[Given instruction] Recast the lines from the one containing "segment --target weathered" through the one containing "126L184 127L163 136L160" as a numbered list, leaving out any blank lines.

[Contour labeling entries]
┌──

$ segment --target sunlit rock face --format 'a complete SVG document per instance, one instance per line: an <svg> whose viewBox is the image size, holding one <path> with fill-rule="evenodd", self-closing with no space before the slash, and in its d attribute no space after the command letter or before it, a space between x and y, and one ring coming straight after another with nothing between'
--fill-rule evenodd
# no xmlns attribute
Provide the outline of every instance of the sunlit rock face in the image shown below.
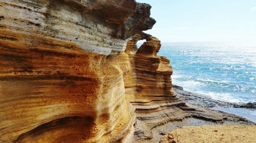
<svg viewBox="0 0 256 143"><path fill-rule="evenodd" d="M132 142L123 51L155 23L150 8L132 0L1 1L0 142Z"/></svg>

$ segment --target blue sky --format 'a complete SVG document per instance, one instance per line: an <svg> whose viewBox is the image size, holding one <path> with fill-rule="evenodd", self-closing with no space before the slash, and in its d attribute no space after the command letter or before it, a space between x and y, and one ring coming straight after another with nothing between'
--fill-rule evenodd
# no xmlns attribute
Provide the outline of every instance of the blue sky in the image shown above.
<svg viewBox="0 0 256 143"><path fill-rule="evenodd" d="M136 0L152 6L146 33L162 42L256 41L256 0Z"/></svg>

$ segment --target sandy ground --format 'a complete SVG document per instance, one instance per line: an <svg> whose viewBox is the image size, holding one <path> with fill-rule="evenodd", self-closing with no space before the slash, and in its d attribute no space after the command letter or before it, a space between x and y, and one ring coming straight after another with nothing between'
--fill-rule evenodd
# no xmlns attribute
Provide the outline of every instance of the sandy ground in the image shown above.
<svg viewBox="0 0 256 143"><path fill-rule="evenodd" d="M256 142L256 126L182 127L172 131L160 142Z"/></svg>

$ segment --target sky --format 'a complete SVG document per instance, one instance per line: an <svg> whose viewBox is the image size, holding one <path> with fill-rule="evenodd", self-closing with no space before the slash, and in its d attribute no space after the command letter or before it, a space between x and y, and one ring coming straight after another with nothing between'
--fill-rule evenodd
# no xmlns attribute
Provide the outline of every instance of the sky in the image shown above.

└──
┌──

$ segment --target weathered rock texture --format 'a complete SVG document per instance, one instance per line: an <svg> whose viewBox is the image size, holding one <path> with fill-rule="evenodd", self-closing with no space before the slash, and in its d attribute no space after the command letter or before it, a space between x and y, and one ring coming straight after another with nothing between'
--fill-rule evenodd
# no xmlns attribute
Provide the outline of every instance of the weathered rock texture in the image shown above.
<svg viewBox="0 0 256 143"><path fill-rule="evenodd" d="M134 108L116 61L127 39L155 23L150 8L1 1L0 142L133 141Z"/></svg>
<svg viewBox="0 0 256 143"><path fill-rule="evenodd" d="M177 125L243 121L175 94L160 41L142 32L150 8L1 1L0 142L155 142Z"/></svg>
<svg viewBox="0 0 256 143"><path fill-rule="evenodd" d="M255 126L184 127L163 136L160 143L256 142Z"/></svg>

└──

[Response below]
1. $ segment --target weathered rock texture --format 'a complete SVG document per instance, one instance per line: an <svg> whose viewBox is the image size, holding one <path> with fill-rule="evenodd", self-closing with no space before the slash, and in its d attribute no space after the command letter or before it, a space between x and y, and one ring coming straight after another with nothing between'
2. --fill-rule evenodd
3. # no xmlns attribute
4. Provide the outline of every instance of the weathered rock texture in the image shown above.
5. <svg viewBox="0 0 256 143"><path fill-rule="evenodd" d="M134 108L116 61L127 39L155 23L150 8L1 1L0 142L133 141Z"/></svg>
6. <svg viewBox="0 0 256 143"><path fill-rule="evenodd" d="M177 125L243 121L175 94L160 41L142 32L150 8L1 1L0 142L155 142Z"/></svg>
7. <svg viewBox="0 0 256 143"><path fill-rule="evenodd" d="M255 126L184 127L163 136L160 143L256 142Z"/></svg>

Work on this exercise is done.